**Quoted passage:**
Medline ® Abstract for Reference 84
ATM mutations and phenotypes in ataxia-telangiectasia families in the British Isles: expression of mutant ATM and the risk of leukemia, lymphoma, and breast cancer.
Stankovic T, Kidd AM, Sutcliffe A, McGuire GM, Robinson P, Weber P, Bedenham T, Bradwell AR, Easton DF, Lennox GG, Haites N, Byrd PJ, Taylor AM
Am J Hum Genet. 1998;62(2):334.
We report the spectrum of 59 ATM mutations observed in ataxia-telangiectasia (A-T) patients in the British Isles. Of 51 ATM mutations identified in families native to the British Isles, 11 were founder mutations, and 2 of these 11 conferred a milder clinical phenotype with respect to both cerebellar degeneration and cellular features. We report, in two A-T families, an ATM mutation (7271T-->G) that may be associated with an increased risk of breast cancer in both homozygotes and heterozygotes (relative risk 12.7; P=. 0025), although there is a less severe A-T phenotype in terms of the degree of cerebellar degeneration. This mutation (7271T-->G) also allows expression of full-length ATM protein at a level comparable with that in unaffected individuals. In addition, we have studied 18 A-T patients, in 15 families, who developed leukemia, lymphoma, preleukemic T-cell proliferation, or Hodgkin lymphoma, mostly in childhood. A wide variety of ATM mutation types, including missense mutations and in-frame deletions, were seen in these patients. We also show that 25% of all A-T patients carried in-frame deletions or missense mutations, many of which were also associated with expression of mutant ATM protein.
CRC Institute for Cancer Studies, The Medical School, University of Birmingham, United Kingdom.

**What you need to do:**
#1 In the abstract, what relative risk of breast cancer is reported for the 7271T-->G mutation?
#2 Update the abstract from the words "Stankovic T, Kidd" through the words "Hum Genet. 1998;62(2):334.", changing "Am J Hum Genet" to "American Journal of Human Genetics".

**Given information:**
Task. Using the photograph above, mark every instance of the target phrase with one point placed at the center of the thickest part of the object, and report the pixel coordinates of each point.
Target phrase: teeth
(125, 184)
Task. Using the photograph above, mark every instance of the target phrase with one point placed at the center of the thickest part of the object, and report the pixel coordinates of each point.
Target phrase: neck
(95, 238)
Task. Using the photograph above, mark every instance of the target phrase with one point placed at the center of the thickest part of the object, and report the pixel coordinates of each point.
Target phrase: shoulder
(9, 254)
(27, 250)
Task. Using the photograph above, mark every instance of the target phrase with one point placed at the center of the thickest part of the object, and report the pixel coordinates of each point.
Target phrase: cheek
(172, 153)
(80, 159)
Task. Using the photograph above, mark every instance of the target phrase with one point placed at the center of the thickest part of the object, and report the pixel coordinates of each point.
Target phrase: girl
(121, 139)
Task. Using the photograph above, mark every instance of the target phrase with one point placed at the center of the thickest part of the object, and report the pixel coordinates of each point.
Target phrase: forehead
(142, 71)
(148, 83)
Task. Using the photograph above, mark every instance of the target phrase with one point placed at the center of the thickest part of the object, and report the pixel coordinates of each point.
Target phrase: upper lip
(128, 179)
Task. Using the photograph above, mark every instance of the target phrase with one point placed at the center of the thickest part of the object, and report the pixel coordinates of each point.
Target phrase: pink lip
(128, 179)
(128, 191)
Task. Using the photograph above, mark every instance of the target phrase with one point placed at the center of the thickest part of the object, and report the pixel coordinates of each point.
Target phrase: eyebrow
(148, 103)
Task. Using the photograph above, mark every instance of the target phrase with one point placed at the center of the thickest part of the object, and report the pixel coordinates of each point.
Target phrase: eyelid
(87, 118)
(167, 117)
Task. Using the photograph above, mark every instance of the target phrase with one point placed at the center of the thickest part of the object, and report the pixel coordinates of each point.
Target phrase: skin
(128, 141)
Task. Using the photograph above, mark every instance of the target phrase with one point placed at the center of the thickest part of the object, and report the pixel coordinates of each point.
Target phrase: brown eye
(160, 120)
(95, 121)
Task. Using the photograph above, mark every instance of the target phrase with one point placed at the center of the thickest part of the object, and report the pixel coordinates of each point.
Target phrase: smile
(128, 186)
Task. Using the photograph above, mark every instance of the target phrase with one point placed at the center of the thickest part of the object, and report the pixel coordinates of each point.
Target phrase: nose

**Task-by-task results:**
#1 The relative risk is 12.7.

#2
Stankovic T, Kidd AM, Sutcliffe A, McGuire GM, Robinson P, Weber P, Bedenham T, Bradwell AR, Easton DF, Lennox GG, Haites N, Byrd PJ, Taylor AM
American Journal of Human Genetics. 1998;62(2):334.